ASSIGNMENT:
The entries that follow must be given again exactly, with the pictures excluded.

(Beginning of PROVIDED MATERIAL)

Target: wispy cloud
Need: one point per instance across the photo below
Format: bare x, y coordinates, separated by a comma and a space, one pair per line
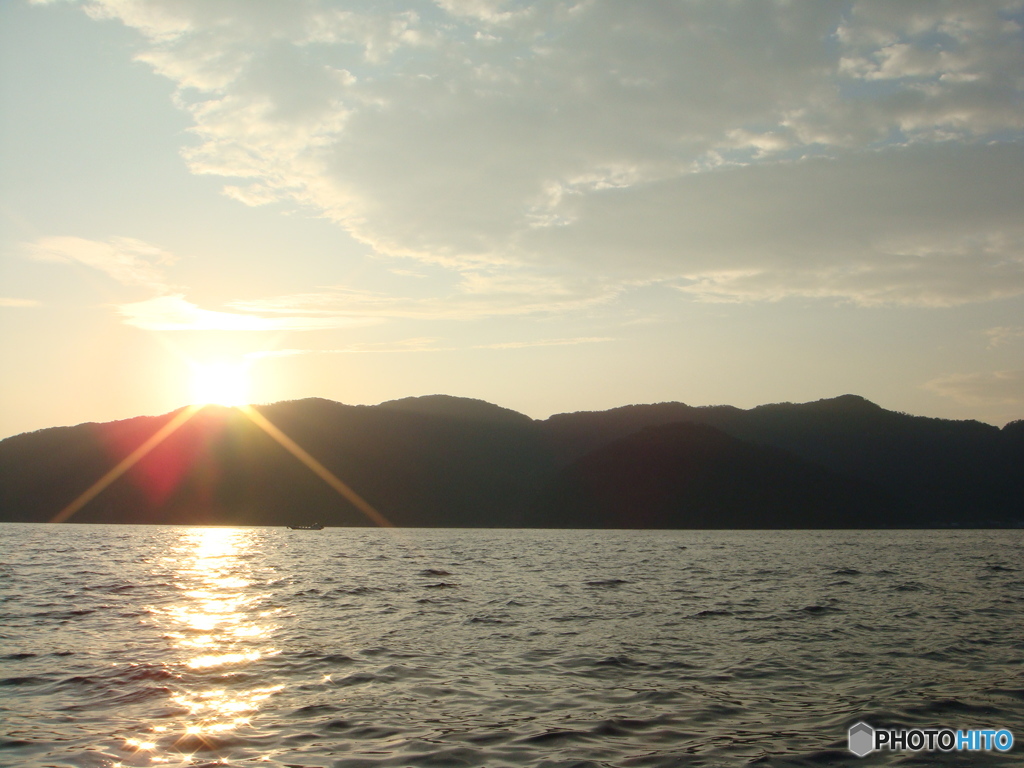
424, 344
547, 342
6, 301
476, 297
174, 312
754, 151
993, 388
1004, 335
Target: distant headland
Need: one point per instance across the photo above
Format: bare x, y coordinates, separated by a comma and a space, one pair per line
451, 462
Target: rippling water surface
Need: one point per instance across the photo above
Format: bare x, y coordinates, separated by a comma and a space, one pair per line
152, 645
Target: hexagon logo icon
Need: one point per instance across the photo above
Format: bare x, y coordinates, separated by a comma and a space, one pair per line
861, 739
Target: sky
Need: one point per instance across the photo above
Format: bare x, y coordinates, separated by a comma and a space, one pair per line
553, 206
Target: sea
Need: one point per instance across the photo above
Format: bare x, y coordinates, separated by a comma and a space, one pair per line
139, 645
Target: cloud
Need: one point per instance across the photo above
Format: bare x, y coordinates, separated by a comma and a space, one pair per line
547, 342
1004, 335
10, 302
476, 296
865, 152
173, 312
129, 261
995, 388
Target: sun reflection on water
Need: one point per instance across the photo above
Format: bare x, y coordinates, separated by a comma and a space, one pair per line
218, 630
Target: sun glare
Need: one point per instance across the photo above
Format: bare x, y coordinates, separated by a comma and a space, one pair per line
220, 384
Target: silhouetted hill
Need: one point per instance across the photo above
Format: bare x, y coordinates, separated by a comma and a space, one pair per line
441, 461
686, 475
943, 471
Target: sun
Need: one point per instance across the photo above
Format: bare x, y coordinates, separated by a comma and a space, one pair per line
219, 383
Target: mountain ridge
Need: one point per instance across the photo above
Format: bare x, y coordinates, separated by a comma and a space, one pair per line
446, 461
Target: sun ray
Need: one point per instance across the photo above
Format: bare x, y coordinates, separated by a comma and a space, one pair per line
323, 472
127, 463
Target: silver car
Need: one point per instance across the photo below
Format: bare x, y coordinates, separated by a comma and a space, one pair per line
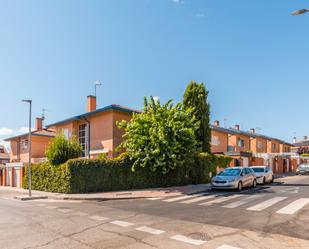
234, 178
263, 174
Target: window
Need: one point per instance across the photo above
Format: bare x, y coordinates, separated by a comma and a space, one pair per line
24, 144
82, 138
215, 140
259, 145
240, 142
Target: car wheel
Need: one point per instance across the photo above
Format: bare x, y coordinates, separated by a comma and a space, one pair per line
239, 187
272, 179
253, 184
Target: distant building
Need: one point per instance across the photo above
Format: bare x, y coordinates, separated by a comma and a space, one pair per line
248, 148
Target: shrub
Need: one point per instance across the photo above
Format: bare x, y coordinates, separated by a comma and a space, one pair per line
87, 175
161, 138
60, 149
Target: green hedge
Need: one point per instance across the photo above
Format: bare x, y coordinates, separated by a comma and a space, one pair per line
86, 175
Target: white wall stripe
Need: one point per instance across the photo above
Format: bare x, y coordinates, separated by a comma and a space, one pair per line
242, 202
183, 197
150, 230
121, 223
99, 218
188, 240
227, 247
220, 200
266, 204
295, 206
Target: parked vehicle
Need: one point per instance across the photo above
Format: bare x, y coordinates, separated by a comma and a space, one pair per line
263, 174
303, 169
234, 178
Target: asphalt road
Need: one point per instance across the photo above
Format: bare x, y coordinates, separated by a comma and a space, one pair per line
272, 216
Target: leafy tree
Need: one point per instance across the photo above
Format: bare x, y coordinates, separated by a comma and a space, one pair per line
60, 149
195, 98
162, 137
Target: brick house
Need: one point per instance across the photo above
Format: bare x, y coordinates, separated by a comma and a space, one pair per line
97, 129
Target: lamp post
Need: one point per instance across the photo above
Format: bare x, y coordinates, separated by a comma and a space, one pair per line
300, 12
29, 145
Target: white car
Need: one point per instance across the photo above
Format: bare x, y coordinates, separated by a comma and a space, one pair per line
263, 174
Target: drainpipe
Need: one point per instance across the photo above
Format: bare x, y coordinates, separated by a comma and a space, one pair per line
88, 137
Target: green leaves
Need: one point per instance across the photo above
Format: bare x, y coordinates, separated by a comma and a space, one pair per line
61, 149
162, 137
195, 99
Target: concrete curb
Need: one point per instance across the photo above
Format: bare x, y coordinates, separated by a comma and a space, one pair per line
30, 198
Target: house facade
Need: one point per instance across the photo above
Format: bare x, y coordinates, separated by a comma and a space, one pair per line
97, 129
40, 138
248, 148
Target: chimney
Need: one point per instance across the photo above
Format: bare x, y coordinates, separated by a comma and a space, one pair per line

(End of PROVIDED MATERIAL)

ANSWER TO THIS EXERCISE:
Target: wispy cloud
Need: one point per instance across the photo below
Format: bare x, y coordinates, separated by a comma and a space, one pair per line
424, 344
547, 342
6, 301
476, 297
174, 312
754, 151
993, 388
1004, 335
Target: distant headland
Need: one point per instance across the photo above
Format: bare x, y coordinates, separated by a comma and a space, one pair per line
451, 462
Target: rippling water surface
Need: one point per instance across the photo above
Format: bare x, y coordinates, separated by a comma and a space, one pair per line
152, 645
Target: hexagon logo icon
Need: one point per instance across the photo above
Format: bare x, y coordinates, separated by a comma and a space, one pair per line
861, 739
Target: sky
Need: one point per instance across the photo above
Format: bare x, y coordinates, separated by a comma and a space, one pair per line
553, 206
Target: sea
Need: one point per instance across the photo above
Format: bare x, y coordinates, separated by a comma and a space, one pair per line
139, 645
Target: cloud
Need: one point per instance across the photo above
Format: bare x, y coordinates, separated by a comma and a space, one pair per line
547, 342
1004, 335
10, 302
476, 296
865, 152
173, 312
129, 261
995, 388
Target: sun reflection on water
Need: one point per instance across the photo above
Format: bare x, y coordinates, separated by a comma and a space, one pair per line
218, 630
Target: sun glare
Need: one point per instance across the photo above
Format: bare x, y coordinates, separated by a comma and a space, one pair per line
220, 384
Target: silhouetted hill
Need: one point per instance across the photo above
Format: bare x, y coordinates, separated by a comma and a space, one pair per line
441, 461
686, 475
943, 471
Target: sun
Need: one point per instance across the photo above
Format: bare x, y coordinates, separated by a comma and a space, one pair per line
219, 383
Target: mountain ridge
Need: one point per instance across the photo above
Format: bare x, y coordinates, separated by a comma and a space, one pair per line
446, 461
Target: sun ray
Need: one point per instance across the photo above
Format: bare x, y coordinates, separated by a comma and a space, one pair per line
323, 472
127, 463
Target: silver car
Need: one point per instance across the photo below
Format: bare x, y coordinates, separated by a comma and a space, one pair per line
234, 178
263, 174
Target: window
Need: one point per instance across the photo above
Format: bare x, y coordinates, separated by a comma and a space, one pair per line
24, 144
82, 138
215, 140
259, 145
240, 142
Target: car wheel
Need: one point per instance across the photo above
Format: bare x, y coordinates, separated by a comma and a space, one pair per line
239, 187
272, 179
253, 184
Target: distant building
Need: one point per instance across the photo above
Format: bare x, y coordinates, separated by a comma and a space, one pair per line
248, 148
Target: shrub
Need: one point per instance across the photo above
Format: bare x, y coordinates, separated by a comma and a space, one pair per line
87, 175
161, 138
60, 149
Target: green hedge
Need: one point per instance across the photo above
Format: bare x, y coordinates, separated by a comma and a space, one pair per line
86, 175
Target: white wall stripe
Need: one point per instance across the photo above
Format: bare x, y coordinates, separated by a comma and a space, one pair per line
242, 202
183, 197
150, 230
121, 223
99, 218
188, 240
227, 247
220, 200
266, 204
295, 206
Target: parked vehicle
Need: one point per instance across the photo above
Format: bare x, y coordinates, separated by a comma and a space, one pair per line
263, 174
303, 169
234, 178
Target: asphalt road
Need: one point per instance across the photo above
Format: bare x, y coordinates, separated by a comma and a space, one pair per line
272, 216
Target: leafy tree
Need: one point per instance across the photo above
Format: bare x, y coordinates, separated by a comma and a space, one pair per line
60, 149
195, 98
162, 137
Target: brick house
Need: one point per instance across the photo above
Format: bare x, y coordinates, separated by a comma and a space, one pair per line
97, 129
Target: lamp post
Need: one point per instance across the photo above
Format: bare x, y coordinates, separated by a comma and a space, one pair per line
300, 12
29, 145
Target: white car
Need: one point per instance across the photo above
Format: bare x, y coordinates, separated by a comma and a space, one pair per line
263, 174
Target: drainpipe
Need: one point per instance across the photo above
Format: bare x, y coordinates, separated by a comma and a space, one pair per line
88, 137
Target: green leaves
Need: one point per instance across the photo above
Format: bare x, y coordinates, separated by a comma and a space, one pair per line
61, 149
162, 137
195, 99
Target: concrete curb
Need: one point per instance across the photo above
Format: bare x, y coordinates, separated by a comma and a space, one pair per line
30, 198
Target: house facade
Need: one point per instance across the photo above
Format: bare x, y coordinates, separated by a comma and a space, one pair per line
97, 129
40, 138
248, 148
Target: chimney
Need: one point per instance across the photo above
Format: bare x, y coordinates, separated by a comma and a space, one pair per line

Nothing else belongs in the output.